**Text provided:**
Random number generation
-------------------------------------------------------------------------------

.. function:: void fmpr_randtest(fmpr_t x, flint_rand_t state, long bits, long mag_bits)

    Generates a finite random number whose mantissa has precision at most
    *bits* and whose exponent has at most *mag_bits* bits. The
    values are distributed non-uniformly: special bit patterns are generated
    with high probability in order to allow the test code to exercise corner
    cases.

.. function:: void fmpr_randtest_not_zero(fmpr_t x, flint_rand_t state, long bits, long mag_bits)

    Identical to *fmpr_randtest*, except that zero is never produced
    as an output.

.. function:: void fmpr_randtest_special(fmpr_t x, flint_rand_t state, long bits, long mag_bits)

    Indentical to *fmpr_randtest*, except that the output occasionally
    is set to an infinity or NaN.


Input and output
-------------------------------------------------------------------------------

.. function:: void fmpr_print(const fmpr_t x)

    Prints the mantissa and exponent of *x* as integers, precisely showing
    the internal representation.

.. function:: void fmpr_printd(const fmpr_t x, long digits)

    Prints *x* as a decimal floating-point number, rounding to the specified
    number of digits. This function is currently implemented using MPFR,
    and does not support large exponents.


Arithmetic
-------------------------------------------------------------------------------

.. function:: void fmpr_neg(fmpr_t y, const fmpr_t x)

    Sets *y* to the negation of *x*.

.. function:: long fmpr_neg_round(fmpr_t y, const fmpr_t x, long prec, fmpr_rnd_t rnd)

    Sets *y* to the negation of *x*, rounding the result.

.. function:: void fmpr_abs(fmpr_t y, const fmpr_t x)

    Sets *y* to the absolute value of *x*.

.. function:: long fmpr_add(fmpr_t z, const fmpr_t x, const fmpr_t y, long prec, fmpr_rnd_t rnd)

.. function:: long fmpr_add_ui(fmpr_t z, const fmpr_t x, ulong y, long prec, fmpr_rnd_t rnd)

.. function:: long fmpr_add_si(fmpr_t z, const fmpr_t x, long y, long prec, fmpr_rnd_t rnd)

.. function:: long fmpr_add_fmpz(fmpr_t z, const fmpr_t x, const fmpz_t y, long prec, fmpr_rnd_t rnd)

    Sets `z = x + y`, rounded according to *prec* and *rnd*. The precision
    can be *FMPR_PREC_EXACT* to perform an exact addition, provided that the
    result fits in memory.

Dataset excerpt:
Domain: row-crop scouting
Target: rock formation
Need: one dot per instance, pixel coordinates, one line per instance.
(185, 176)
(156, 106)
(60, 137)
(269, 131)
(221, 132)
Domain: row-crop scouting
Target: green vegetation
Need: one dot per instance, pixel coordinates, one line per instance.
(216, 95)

**Exercise details:**
Copy the stretch of the documentation from "Sets *y* to the negation of *x*, rounding" through "ulong y, long prec, fmpr_rnd_t rnd)", swapping "absolute value" for "magnitude".

**Result of this task:**
Sets *y* to the negation of *x*, rounding the result.

.. function:: void fmpr_abs(fmpr_t y, const fmpr_t x)

    Sets *y* to the magnitude of *x*.

.. function:: long fmpr_add(fmpr_t z, const fmpr_t x, const fmpr_t y, long prec, fmpr_rnd_t rnd)

.. function:: long fmpr_add_ui(fmpr_t z, const fmpr_t x, ulong y, long prec, fmpr_rnd_t rnd)